» The task
Could you retype the stretch of the passage on "wish" and "hope" from "This should have" through "are not subordinates.", word for word?

» Supplied passage
==*==

Both of these verbs introduce something wanted by their subject. Their confusion potential is illustrated by an incorrect public statement that I came across during the recent pandemic:

(d) *We wish (that) we will see you again when the pandemic is over.

This should have hope, not wish. HOPE indicates that meeting a desire is possible but outside the speaker’s control; WISH indicates various other things, depending on the grammatical forms after it.

With a following to verb, WISH expresses a request made to someone in a subordinate position. In a modification of (d), the request would be for the addressees to visit after the pandemic. To make such a request in a public statement like (d) would sound rather impolite because the addressees are not subordinates.

With a following that (explicit or understood) the tense of the subsequent verb is important. An ordinary future, illustrated by using will see in (d), is quite rare because it usually suggests that the very utterance of the wish brings its fulfilment. This is a usage in stories about magic and miracles, leading WISH to be mentioned among the verbs considered in detail in this blog in 238. Using a Verb to Perform its Action.

Much more common after wish that… is a past tense verb expressing an “unreal” wish – one that the maker of the wish believes to be impossible. Wishes about past events that did not happen generally need a past perfect tense (with had):

(e) Many people wish (that) dinosaurs had survived.

Wishes about present unreal situations need the past simple tense, for example …dinosaurs still lived above.

Other places where “unreal” events or situations may be found are after if (see 118. Problems with Conditional “if”, #6), after as if (see 191. Exotic Grammar Structures 3, #3), and in questions starting What if…? (see 274. Questions with a Hidden Meaning, #2).

==*==

» Extracted records

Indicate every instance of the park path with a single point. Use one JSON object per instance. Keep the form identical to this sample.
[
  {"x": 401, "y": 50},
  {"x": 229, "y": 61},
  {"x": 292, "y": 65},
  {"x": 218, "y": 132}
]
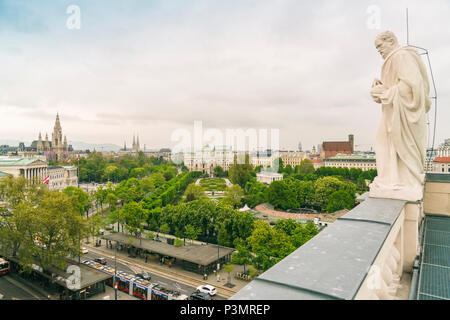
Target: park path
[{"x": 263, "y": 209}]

==*==

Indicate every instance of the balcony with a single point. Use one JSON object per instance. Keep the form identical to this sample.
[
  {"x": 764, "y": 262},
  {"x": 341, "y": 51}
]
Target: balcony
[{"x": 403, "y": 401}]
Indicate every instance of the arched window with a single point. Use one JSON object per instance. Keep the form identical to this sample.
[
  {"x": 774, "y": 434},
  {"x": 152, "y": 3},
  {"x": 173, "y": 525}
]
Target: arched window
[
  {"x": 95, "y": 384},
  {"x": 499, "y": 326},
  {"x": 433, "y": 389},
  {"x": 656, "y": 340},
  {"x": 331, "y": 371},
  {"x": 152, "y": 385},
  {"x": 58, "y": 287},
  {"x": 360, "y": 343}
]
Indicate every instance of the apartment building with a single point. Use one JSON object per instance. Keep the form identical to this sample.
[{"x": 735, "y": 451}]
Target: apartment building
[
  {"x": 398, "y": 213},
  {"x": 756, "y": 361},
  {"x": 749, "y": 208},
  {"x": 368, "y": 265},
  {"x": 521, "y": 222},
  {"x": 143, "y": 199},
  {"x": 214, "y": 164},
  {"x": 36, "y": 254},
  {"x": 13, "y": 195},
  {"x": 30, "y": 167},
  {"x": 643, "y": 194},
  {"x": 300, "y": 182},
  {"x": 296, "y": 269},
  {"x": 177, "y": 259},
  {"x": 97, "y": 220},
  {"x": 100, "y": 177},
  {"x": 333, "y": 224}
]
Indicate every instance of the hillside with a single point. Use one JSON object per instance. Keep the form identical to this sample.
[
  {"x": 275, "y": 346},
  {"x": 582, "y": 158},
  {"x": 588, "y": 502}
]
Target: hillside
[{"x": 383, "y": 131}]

==*==

» Finished exercise
This should have hope, not wish. HOPE indicates that meeting a desire is possible but outside the speaker’s control; WISH indicates various other things, depending on the grammatical forms after it.

With a following to verb, WISH expresses a request made to someone in a subordinate position. In a modification of (d), the request would be for the addressees to visit after the pandemic. To make such a request in a public statement like (d) would sound rather impolite because the addressees are not subordinates.